[Data records — start]

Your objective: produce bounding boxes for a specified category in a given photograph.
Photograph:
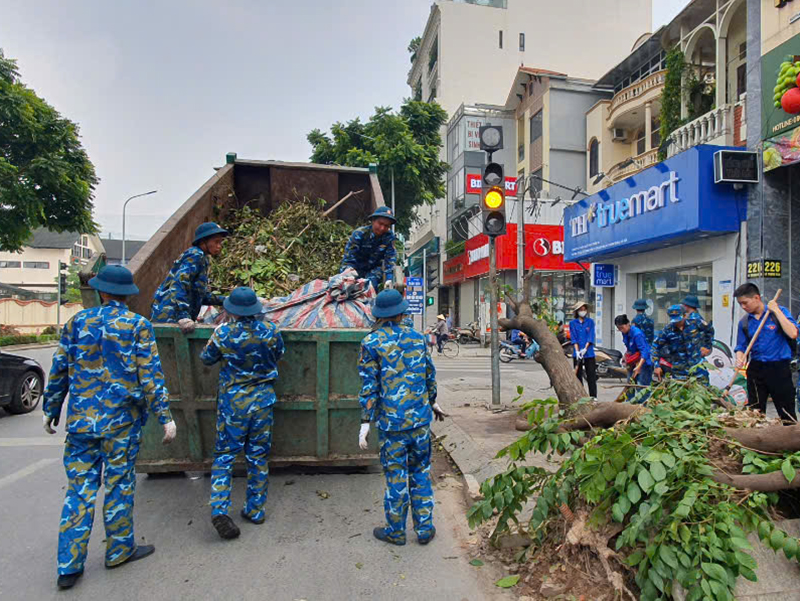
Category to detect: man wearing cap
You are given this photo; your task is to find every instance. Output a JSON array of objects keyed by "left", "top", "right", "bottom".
[
  {"left": 43, "top": 266, "right": 177, "bottom": 590},
  {"left": 358, "top": 289, "right": 446, "bottom": 546},
  {"left": 340, "top": 206, "right": 397, "bottom": 291},
  {"left": 682, "top": 295, "right": 714, "bottom": 358},
  {"left": 632, "top": 299, "right": 654, "bottom": 344},
  {"left": 200, "top": 287, "right": 285, "bottom": 540},
  {"left": 653, "top": 304, "right": 704, "bottom": 381},
  {"left": 151, "top": 221, "right": 229, "bottom": 334},
  {"left": 615, "top": 314, "right": 653, "bottom": 402},
  {"left": 569, "top": 301, "right": 597, "bottom": 398}
]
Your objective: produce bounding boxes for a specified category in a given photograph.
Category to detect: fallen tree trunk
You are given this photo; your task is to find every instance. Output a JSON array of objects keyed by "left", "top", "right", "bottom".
[
  {"left": 499, "top": 267, "right": 587, "bottom": 409},
  {"left": 560, "top": 403, "right": 645, "bottom": 431},
  {"left": 725, "top": 425, "right": 800, "bottom": 454},
  {"left": 711, "top": 470, "right": 800, "bottom": 492}
]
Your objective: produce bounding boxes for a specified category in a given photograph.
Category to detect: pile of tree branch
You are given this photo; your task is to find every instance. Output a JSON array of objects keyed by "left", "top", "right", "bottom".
[{"left": 209, "top": 198, "right": 355, "bottom": 298}]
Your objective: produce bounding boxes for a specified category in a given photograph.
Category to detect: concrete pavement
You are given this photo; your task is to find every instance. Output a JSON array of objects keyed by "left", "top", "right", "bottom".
[{"left": 0, "top": 345, "right": 505, "bottom": 601}]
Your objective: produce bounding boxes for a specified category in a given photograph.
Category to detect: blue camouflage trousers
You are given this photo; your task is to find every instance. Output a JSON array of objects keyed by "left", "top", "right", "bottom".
[
  {"left": 58, "top": 423, "right": 141, "bottom": 575},
  {"left": 210, "top": 405, "right": 274, "bottom": 522},
  {"left": 378, "top": 426, "right": 435, "bottom": 543}
]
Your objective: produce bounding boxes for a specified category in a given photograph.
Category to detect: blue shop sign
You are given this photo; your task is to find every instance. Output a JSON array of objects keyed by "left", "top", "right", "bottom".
[
  {"left": 564, "top": 145, "right": 747, "bottom": 262},
  {"left": 593, "top": 264, "right": 616, "bottom": 287}
]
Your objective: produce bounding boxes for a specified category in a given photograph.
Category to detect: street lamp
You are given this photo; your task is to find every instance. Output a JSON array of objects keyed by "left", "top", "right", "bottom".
[{"left": 122, "top": 190, "right": 157, "bottom": 265}]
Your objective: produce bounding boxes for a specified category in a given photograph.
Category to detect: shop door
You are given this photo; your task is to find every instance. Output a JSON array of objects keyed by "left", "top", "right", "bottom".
[{"left": 639, "top": 265, "right": 713, "bottom": 333}]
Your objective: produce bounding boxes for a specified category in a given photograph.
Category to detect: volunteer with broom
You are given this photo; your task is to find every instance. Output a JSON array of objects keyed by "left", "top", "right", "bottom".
[{"left": 733, "top": 283, "right": 798, "bottom": 422}]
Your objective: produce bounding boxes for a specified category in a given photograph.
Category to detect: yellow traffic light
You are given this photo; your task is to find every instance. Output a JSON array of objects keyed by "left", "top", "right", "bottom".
[{"left": 484, "top": 187, "right": 504, "bottom": 209}]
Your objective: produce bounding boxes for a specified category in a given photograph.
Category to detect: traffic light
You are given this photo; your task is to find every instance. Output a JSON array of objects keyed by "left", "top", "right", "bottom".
[
  {"left": 426, "top": 296, "right": 435, "bottom": 306},
  {"left": 58, "top": 261, "right": 68, "bottom": 302},
  {"left": 481, "top": 160, "right": 506, "bottom": 237}
]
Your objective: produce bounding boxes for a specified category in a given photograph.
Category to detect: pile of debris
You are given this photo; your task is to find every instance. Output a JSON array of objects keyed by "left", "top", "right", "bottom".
[{"left": 209, "top": 197, "right": 355, "bottom": 298}]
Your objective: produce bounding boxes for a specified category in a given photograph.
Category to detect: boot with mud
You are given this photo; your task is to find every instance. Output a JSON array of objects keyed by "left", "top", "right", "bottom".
[{"left": 212, "top": 514, "right": 241, "bottom": 539}]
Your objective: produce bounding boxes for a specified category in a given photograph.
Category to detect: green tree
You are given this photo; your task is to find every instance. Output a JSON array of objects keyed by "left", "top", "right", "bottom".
[
  {"left": 307, "top": 100, "right": 449, "bottom": 236},
  {"left": 408, "top": 36, "right": 421, "bottom": 64},
  {"left": 0, "top": 49, "right": 98, "bottom": 252}
]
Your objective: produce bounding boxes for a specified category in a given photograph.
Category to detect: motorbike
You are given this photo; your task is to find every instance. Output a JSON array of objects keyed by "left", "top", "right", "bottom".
[
  {"left": 455, "top": 321, "right": 481, "bottom": 345},
  {"left": 500, "top": 339, "right": 540, "bottom": 363},
  {"left": 561, "top": 341, "right": 627, "bottom": 379}
]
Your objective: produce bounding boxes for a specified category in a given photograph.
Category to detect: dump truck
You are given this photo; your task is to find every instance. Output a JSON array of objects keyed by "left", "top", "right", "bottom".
[{"left": 82, "top": 157, "right": 385, "bottom": 472}]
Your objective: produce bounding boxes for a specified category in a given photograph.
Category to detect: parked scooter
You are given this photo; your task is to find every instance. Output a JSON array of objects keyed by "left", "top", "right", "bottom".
[
  {"left": 455, "top": 321, "right": 481, "bottom": 345},
  {"left": 561, "top": 341, "right": 627, "bottom": 379}
]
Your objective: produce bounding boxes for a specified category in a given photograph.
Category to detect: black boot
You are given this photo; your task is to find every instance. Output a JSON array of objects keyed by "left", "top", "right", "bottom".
[
  {"left": 56, "top": 570, "right": 83, "bottom": 589},
  {"left": 106, "top": 544, "right": 155, "bottom": 569},
  {"left": 212, "top": 514, "right": 241, "bottom": 539}
]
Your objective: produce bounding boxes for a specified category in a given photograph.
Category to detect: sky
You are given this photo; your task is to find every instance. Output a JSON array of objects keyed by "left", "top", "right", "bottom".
[{"left": 1, "top": 0, "right": 688, "bottom": 240}]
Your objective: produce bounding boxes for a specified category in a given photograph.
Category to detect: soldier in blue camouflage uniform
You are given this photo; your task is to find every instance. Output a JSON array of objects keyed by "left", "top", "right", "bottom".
[
  {"left": 358, "top": 289, "right": 446, "bottom": 545},
  {"left": 682, "top": 294, "right": 714, "bottom": 359},
  {"left": 200, "top": 287, "right": 285, "bottom": 539},
  {"left": 43, "top": 266, "right": 176, "bottom": 590},
  {"left": 652, "top": 304, "right": 707, "bottom": 382},
  {"left": 341, "top": 206, "right": 397, "bottom": 291},
  {"left": 632, "top": 299, "right": 654, "bottom": 344},
  {"left": 151, "top": 222, "right": 228, "bottom": 334}
]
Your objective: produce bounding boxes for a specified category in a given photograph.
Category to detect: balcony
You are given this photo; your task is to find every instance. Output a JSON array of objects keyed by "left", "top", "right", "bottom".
[
  {"left": 666, "top": 99, "right": 746, "bottom": 158},
  {"left": 607, "top": 70, "right": 666, "bottom": 126},
  {"left": 608, "top": 149, "right": 660, "bottom": 184}
]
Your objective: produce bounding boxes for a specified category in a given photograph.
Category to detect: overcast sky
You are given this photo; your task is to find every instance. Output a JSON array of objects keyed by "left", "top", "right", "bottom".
[{"left": 1, "top": 0, "right": 688, "bottom": 240}]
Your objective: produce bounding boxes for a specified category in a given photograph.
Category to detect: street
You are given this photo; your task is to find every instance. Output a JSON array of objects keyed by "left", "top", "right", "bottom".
[{"left": 0, "top": 344, "right": 509, "bottom": 601}]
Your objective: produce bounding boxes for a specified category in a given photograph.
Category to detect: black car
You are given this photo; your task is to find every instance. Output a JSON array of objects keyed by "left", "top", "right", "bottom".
[{"left": 0, "top": 350, "right": 45, "bottom": 414}]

[Data records — finish]

What you are asked to do: In the listing above, locate the line containing "Category to detect: volunteer with broom" and the line containing "Category to detect: pile of debris", then transcribe both and every line between them verbatim.

Exercise response:
Category to detect: volunteer with broom
You are given this photo; your task is to find every instance. Output a JSON array of objects keyed by "left", "top", "right", "bottom".
[{"left": 733, "top": 283, "right": 798, "bottom": 422}]
Your objective: produce bounding boxes for a specified category in a given photograph.
Category to detect: yellow traffic light
You are given this photo; your task is to find every instance. Output a JSON array of objects keyed by "left", "top", "right", "bottom".
[{"left": 484, "top": 187, "right": 504, "bottom": 209}]
Your objective: produce bounding boxes for a specified category in a given photograph.
Category to detect: traffic light
You are given this photo; your task is to find every instance. Output a JSON array of objects keyed by "left", "top", "right", "bottom".
[
  {"left": 426, "top": 296, "right": 435, "bottom": 306},
  {"left": 58, "top": 261, "right": 68, "bottom": 302},
  {"left": 481, "top": 160, "right": 506, "bottom": 237}
]
Your objective: produce bounding boxes for a specified category in a given photograph.
Category to detect: pile of debris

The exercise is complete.